(Reading passage):
Add code to ddb to allow backtracing an arbitrary thread.
(show thread {address})

Remove the IDLE kse state and replace it with a change in
the way threads sahre KSEs. Every KSE now has a thread, which is
considered its "owner" however a KSE may also be lent to other
threads in the same group to allow completion of in-kernel work.
n this case the owner remains the same and the KSE will revert to the
owner when the other work has been completed.

All creations of upcalls etc. is now done from
kse_reassign() which in turn is called from mi_switch or
thread_exit(). This means that special code can be removed from
msleep() and cv_wait().

kse_release() does not leave a KSE with no thread any more but
converts the existing thread into teh KSE's owner, and sets it up
for doing an upcall. It is just inhibitted from being scheduled until
there is some reason to do an upcall.

Remove all trace of the kse_idle queue since it is no-longer needed.
"Idle" KSEs are now on the loanable queue.


# 105911 25-Oct-2002 julian

More work on the interaction between suspending and sleeping threads.
Also clean up some code used with 'single-threading'.

(Record set):

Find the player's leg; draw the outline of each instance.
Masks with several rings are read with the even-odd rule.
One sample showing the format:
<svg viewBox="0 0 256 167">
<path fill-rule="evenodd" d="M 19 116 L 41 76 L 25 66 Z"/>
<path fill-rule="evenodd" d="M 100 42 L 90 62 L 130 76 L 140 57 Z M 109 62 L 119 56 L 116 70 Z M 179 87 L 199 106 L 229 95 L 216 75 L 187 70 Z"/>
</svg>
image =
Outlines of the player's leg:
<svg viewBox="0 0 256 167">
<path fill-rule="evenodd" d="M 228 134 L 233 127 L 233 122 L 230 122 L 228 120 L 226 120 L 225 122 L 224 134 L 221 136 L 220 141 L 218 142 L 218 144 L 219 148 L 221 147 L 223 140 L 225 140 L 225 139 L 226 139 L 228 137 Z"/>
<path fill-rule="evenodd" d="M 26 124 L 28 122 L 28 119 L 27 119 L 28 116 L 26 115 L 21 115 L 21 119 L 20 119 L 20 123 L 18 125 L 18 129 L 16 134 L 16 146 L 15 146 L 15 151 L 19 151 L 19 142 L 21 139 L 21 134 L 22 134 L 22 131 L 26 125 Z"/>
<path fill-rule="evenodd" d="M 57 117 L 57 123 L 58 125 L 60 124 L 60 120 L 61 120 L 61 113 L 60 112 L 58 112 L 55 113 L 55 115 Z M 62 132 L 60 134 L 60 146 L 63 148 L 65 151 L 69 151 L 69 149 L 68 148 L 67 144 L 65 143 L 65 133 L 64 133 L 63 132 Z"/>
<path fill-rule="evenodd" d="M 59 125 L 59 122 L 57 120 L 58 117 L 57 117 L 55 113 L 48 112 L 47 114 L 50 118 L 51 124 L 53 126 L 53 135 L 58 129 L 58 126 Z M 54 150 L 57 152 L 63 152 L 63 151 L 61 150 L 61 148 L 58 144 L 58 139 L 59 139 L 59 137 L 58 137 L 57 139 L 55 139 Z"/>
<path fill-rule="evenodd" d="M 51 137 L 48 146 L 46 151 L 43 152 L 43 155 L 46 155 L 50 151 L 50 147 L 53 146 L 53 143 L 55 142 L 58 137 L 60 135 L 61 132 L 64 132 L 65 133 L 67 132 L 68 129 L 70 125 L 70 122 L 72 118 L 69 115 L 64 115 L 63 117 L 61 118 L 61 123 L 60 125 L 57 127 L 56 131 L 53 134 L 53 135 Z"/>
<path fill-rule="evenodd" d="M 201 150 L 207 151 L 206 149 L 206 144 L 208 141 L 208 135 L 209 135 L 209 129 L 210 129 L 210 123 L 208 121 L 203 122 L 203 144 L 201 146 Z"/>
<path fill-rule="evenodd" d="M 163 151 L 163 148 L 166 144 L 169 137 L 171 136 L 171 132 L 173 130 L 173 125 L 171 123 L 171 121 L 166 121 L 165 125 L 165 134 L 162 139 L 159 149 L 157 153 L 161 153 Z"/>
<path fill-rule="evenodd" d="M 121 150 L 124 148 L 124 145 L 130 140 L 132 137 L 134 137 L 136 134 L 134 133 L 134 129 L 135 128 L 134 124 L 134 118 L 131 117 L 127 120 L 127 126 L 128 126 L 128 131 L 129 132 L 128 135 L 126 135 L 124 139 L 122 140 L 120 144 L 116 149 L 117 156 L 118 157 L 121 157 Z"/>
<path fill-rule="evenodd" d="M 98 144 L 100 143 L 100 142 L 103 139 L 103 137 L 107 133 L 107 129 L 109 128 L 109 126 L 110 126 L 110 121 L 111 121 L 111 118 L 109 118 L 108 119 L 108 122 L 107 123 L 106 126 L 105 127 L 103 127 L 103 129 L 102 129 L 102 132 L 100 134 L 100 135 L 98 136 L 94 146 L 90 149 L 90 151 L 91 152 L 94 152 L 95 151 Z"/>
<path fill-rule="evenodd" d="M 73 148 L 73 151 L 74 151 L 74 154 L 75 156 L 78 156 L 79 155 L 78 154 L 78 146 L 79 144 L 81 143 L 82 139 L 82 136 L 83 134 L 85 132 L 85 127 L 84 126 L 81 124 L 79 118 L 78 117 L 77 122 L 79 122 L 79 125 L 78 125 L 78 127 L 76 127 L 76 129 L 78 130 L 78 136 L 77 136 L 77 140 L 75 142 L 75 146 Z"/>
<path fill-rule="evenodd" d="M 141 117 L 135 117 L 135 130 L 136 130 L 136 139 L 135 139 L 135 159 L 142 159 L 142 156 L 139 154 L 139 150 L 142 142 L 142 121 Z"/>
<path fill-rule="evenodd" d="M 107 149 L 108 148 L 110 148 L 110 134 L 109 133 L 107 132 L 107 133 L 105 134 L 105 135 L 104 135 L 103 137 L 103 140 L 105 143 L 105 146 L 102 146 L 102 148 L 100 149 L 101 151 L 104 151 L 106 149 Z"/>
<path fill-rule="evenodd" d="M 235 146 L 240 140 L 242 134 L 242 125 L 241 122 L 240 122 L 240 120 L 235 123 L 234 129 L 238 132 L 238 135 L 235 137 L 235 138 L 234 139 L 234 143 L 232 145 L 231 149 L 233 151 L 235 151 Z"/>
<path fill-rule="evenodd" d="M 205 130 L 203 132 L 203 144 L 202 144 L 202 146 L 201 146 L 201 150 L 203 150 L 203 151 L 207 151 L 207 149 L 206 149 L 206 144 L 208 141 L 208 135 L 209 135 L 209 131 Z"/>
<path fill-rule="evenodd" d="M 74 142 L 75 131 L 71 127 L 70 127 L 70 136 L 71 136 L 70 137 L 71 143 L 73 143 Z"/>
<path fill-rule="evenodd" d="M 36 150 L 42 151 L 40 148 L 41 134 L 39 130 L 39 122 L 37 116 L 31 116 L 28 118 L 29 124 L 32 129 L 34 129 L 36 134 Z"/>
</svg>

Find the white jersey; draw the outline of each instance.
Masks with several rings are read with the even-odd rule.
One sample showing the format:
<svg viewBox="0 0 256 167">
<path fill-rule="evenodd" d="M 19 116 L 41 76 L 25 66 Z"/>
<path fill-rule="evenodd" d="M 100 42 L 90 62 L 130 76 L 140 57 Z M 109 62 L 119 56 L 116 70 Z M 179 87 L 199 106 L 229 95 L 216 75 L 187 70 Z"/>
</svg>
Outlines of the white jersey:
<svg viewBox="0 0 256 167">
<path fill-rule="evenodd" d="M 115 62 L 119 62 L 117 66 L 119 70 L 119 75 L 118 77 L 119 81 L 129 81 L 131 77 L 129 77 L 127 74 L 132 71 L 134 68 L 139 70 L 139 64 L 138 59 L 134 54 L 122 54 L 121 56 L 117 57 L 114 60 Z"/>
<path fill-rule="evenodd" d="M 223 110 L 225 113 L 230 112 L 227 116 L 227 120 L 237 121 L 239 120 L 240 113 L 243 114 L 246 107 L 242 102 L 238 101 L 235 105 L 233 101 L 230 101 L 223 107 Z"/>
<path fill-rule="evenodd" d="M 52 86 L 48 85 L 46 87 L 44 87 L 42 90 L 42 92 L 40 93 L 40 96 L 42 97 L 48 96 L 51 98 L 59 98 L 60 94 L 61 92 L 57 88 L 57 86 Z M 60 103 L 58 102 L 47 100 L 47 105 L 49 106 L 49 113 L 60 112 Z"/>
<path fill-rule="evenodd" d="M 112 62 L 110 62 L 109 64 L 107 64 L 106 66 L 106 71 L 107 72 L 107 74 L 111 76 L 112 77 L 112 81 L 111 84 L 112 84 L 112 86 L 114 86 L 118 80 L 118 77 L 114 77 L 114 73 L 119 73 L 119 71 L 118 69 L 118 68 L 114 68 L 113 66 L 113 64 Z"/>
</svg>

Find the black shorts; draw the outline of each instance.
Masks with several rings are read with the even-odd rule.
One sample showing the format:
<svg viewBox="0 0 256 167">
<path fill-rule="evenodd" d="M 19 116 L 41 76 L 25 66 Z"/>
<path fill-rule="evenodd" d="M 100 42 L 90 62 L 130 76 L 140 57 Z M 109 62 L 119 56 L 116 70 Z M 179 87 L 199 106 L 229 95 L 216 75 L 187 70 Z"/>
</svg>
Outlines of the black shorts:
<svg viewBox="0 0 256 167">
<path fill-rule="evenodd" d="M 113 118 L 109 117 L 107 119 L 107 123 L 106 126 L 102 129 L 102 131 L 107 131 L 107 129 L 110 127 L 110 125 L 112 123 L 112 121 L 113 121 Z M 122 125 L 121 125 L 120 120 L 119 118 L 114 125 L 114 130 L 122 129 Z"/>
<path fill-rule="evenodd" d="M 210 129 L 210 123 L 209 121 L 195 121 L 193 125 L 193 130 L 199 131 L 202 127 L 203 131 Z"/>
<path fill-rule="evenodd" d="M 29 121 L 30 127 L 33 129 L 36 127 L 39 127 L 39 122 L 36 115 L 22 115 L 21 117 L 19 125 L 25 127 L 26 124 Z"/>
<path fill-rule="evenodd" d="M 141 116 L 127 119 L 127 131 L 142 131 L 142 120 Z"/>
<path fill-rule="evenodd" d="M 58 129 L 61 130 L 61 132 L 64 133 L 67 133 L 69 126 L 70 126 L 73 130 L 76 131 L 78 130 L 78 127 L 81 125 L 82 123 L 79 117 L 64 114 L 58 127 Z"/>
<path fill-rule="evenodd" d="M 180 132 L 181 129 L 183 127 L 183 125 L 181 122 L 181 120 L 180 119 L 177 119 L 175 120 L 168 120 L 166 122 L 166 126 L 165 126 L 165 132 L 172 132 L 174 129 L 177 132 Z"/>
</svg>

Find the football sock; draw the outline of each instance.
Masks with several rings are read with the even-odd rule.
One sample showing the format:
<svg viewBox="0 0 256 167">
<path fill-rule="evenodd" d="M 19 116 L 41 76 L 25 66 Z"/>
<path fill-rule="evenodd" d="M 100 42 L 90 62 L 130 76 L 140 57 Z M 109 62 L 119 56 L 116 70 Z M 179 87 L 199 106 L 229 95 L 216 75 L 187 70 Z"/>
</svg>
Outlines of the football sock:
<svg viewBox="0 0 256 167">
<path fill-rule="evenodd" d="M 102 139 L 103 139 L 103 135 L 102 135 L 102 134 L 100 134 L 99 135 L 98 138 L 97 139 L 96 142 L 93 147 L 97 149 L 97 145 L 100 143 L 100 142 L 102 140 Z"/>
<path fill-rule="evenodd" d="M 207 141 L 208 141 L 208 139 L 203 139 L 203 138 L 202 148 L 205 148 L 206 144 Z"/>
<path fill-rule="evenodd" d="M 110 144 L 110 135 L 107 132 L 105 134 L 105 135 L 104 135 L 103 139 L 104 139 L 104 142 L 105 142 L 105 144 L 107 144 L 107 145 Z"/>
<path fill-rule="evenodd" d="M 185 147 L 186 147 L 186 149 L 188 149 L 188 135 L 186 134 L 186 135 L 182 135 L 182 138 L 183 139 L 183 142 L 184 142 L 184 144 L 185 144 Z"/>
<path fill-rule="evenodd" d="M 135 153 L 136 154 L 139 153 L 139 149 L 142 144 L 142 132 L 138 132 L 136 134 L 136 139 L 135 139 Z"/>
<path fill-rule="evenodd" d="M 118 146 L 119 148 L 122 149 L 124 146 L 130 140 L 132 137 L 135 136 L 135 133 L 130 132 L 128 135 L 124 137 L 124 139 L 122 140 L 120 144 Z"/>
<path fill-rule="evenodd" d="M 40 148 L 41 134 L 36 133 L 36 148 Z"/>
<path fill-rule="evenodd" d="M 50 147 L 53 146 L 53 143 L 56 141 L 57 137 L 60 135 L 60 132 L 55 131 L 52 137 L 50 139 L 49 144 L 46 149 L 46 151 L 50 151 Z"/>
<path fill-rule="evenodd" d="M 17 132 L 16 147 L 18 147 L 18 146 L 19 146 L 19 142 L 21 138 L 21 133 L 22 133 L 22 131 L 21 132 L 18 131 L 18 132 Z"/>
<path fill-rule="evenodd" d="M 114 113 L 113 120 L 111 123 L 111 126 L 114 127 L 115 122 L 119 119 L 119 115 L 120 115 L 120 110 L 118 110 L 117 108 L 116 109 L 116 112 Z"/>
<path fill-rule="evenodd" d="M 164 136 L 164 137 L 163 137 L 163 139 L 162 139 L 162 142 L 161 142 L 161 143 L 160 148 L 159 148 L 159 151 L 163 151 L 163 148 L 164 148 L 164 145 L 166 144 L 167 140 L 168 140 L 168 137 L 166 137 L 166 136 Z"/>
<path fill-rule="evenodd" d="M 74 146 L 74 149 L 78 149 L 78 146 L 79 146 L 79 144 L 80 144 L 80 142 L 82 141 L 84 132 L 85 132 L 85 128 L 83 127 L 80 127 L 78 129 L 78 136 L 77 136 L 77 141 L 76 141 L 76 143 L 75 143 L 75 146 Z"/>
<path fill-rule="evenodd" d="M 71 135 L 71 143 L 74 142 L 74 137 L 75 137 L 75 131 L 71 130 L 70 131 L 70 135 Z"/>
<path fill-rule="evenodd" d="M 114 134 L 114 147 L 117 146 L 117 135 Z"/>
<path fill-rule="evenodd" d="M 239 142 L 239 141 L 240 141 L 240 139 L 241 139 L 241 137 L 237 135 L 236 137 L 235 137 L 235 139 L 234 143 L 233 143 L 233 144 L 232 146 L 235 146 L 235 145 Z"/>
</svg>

(What you need to do):
Repeat the stretch of the KSE notes that starts at the words "All creations of" and stops after "do an upcall.", substituting "kse_exit()" for "thread_exit()". The listing is separate material from the KSE notes.

(Correct result):
All creations of upcalls etc. is now done from
kse_reassign() which in turn is called from mi_switch or
kse_exit(). This means that special code can be removed from
msleep() and cv_wait().

kse_release() does not leave a KSE with no thread any more but
converts the existing thread into teh KSE's owner, and sets it up
for doing an upcall. It is just inhibitted from being scheduled until
there is some reason to do an upcall.